===== DOCUMENT TEXT

As I see it, if we fail to teach and model morality in these matters we will never be able to identify the true nature of the problem so anyone's discussion of anything but impersonal numbers could be seen as bigoted and racist.
Some have clearly stated their goals are bigoted and racist and now others try to hide these facts. Still others have agendas that are based upon social superiority and revolution through shear number increases.
Reducing this problem to a numbers dilemma is misguided at best.
Karl,
Naturally you throw out the potentially worst example of what you think is wrong as a counterargument.
Please. That's not what I'm talking about. No one here, I believes, advocates irresponsible sexual relations. The whole point of my position and, I believe, Erich's is to increase responsibility.
Kindly review this piece. It's a bit older, but my position hasn't changed.
http://marktiedemann.com/wordpress/?p=64
Now. What part of "education" don't you understand?
I never said people should be encouraged to just go out and fuck any old way they want. But the solution is not to take away the tools they need to behave more responsibly. Nor is to bring back into force a system of guilt that makes them ashamed every time they have an "impure thought."

==========
===== SUPPLIED ENTRIES

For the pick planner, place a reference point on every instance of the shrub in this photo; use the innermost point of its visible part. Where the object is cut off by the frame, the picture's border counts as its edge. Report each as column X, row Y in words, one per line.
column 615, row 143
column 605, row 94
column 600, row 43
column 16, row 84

==========

_PROMPT_
Retype the comment thread word for word between "Some have clearly" and "shear number increases.", inclusive. The data come from a separate source that has no connection to the comment thread.

_ANSWER_
Some have clearly stated their goals are bigoted and racist and now others try to hide these facts. Still others have agendas that are based upon social superiority and revolution through shear number increases.